:: Written problem ::
Update the listing below by replacing every "folder" with "binder". Return the whole listing with all other text left unchanged.

-- START Provided records --

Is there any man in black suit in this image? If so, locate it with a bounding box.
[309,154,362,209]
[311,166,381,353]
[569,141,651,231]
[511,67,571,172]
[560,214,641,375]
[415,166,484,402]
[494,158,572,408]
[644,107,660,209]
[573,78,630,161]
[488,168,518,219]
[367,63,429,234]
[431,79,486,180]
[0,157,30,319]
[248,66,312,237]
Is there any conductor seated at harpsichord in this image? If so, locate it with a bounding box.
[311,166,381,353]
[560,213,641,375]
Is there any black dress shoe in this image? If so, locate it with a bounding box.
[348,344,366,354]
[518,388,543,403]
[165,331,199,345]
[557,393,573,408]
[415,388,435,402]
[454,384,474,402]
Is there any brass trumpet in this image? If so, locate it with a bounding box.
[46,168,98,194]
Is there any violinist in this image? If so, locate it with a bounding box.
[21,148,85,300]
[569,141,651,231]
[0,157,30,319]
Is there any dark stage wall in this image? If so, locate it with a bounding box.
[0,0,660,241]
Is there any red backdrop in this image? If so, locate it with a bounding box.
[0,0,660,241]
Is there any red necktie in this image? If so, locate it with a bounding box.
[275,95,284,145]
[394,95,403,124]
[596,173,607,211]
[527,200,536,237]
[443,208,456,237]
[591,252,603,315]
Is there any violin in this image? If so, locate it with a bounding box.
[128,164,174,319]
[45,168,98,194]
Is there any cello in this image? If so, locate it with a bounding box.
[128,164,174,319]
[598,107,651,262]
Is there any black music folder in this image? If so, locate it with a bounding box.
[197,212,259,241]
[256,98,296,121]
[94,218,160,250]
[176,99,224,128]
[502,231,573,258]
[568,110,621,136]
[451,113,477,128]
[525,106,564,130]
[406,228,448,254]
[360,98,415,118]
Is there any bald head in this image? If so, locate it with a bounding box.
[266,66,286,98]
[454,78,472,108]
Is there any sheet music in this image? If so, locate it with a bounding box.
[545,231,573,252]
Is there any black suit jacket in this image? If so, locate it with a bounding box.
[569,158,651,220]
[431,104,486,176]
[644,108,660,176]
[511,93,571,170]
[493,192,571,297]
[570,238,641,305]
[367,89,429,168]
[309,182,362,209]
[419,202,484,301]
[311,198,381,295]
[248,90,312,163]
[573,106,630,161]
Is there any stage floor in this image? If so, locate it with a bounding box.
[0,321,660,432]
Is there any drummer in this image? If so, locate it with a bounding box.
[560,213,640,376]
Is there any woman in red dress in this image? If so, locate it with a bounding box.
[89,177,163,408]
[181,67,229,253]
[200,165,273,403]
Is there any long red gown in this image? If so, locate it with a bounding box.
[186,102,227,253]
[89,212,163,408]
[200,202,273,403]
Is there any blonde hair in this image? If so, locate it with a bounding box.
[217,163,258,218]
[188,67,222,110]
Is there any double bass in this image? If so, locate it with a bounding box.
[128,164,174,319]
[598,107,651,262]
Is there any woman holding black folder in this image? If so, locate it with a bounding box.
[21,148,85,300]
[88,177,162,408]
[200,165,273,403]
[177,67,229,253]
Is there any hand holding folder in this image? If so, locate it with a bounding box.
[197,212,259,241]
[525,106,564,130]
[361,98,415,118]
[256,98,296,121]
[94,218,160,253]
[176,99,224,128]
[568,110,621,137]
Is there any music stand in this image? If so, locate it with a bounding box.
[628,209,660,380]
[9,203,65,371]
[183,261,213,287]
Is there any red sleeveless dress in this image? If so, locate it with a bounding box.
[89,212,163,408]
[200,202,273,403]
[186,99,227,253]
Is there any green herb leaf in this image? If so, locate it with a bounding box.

-- END Provided records --

:: Result of this task ::
Is there any man in black suit in this image? If so, locate it with a bounding box.
[309,154,362,209]
[311,166,381,353]
[569,141,651,231]
[511,67,571,172]
[560,214,641,375]
[415,166,484,402]
[494,158,572,408]
[644,107,660,209]
[573,78,630,161]
[488,168,518,219]
[367,63,429,234]
[431,79,486,180]
[0,157,30,319]
[248,66,312,237]
Is there any conductor seated at harpsichord in this image? If so, locate it with a bounding box.
[311,166,381,353]
[560,213,641,375]
Is there any black dress shoe in this image? If so, locate it with a bounding box.
[348,344,366,354]
[518,388,543,403]
[165,331,199,345]
[557,393,573,408]
[415,388,435,402]
[454,384,474,402]
Is there any brass trumpet in this image? If so, locate it with a bounding box.
[46,168,98,194]
Is there any violinist in this image? If so, locate it with a bounding box.
[21,148,85,300]
[569,141,651,231]
[0,157,30,319]
Is there any dark stage wall in this image? If so, locate it with a bounding box.
[0,0,660,241]
Is there any red backdrop in this image? If so, locate it with a bounding box.
[0,0,660,241]
Is there any red necktie in this image? If so, locate it with a bounding box.
[275,95,284,145]
[394,95,403,124]
[596,173,607,211]
[527,200,536,237]
[443,208,456,237]
[591,252,603,315]
Is there any violin in this image? If so, locate it with a bounding box.
[128,164,174,319]
[45,168,98,194]
Is there any cello in this image? If so, locate it with a bounding box.
[128,164,174,319]
[598,107,651,262]
Is there any black music binder in this image? If so, locate it with a bounding box.
[197,212,259,241]
[256,98,296,121]
[94,218,160,250]
[176,99,224,128]
[502,231,573,258]
[568,110,621,136]
[451,113,477,128]
[525,106,564,130]
[406,228,448,254]
[360,98,415,118]
Is there any bald head in this image? If so, locate it with a bounding box.
[266,66,286,98]
[454,78,472,108]
Is there any sheet music in this image? If so, locate it with a bounding box.
[545,231,573,252]
Is there any black suit jacket in this image? If so, locate it with a bounding box.
[569,158,651,220]
[431,104,486,176]
[644,108,660,176]
[511,93,571,170]
[493,192,571,297]
[570,238,641,305]
[367,89,429,168]
[309,182,362,209]
[419,202,484,301]
[311,198,381,295]
[248,90,312,163]
[573,106,630,161]
Is there any stage floor in this image? If so, locate it with a bounding box.
[0,321,660,432]
Is there any drummer in this image? If so, locate it with a bounding box.
[560,213,640,376]
Is there any woman in red dress in this image? If so, locate it with a bounding box.
[89,177,163,408]
[181,67,229,253]
[200,165,273,403]
Is there any long red gown in this image? If so, locate it with a bounding box.
[186,102,227,253]
[89,212,163,408]
[200,202,273,403]
Is there any blonde hair in this image? If so, locate it with a bounding box.
[217,163,258,218]
[188,67,222,110]
Is there any double bass in this image? If so, locate it with a bounding box.
[128,164,174,319]
[598,107,651,262]
Is there any woman holding black binder in this image? If so, locate it with a bounding box.
[21,148,85,300]
[88,177,162,408]
[200,165,273,403]
[177,67,229,253]
Is there any hand holding binder in this image? If so, locate it with a bounding box.
[197,212,259,241]
[525,106,564,130]
[361,98,415,118]
[256,98,296,121]
[94,218,160,253]
[176,99,224,128]
[568,110,621,137]
Is there any music stand in this image? If so, locate it with a bounding box.
[628,209,660,380]
[9,203,65,371]
[183,261,213,287]
Is there any red sleeveless dress in this image? If so, locate it with a bounding box.
[89,212,163,408]
[200,202,273,403]
[186,99,227,253]
Is there any green herb leaf in this image? If so, locate it with a bounding box.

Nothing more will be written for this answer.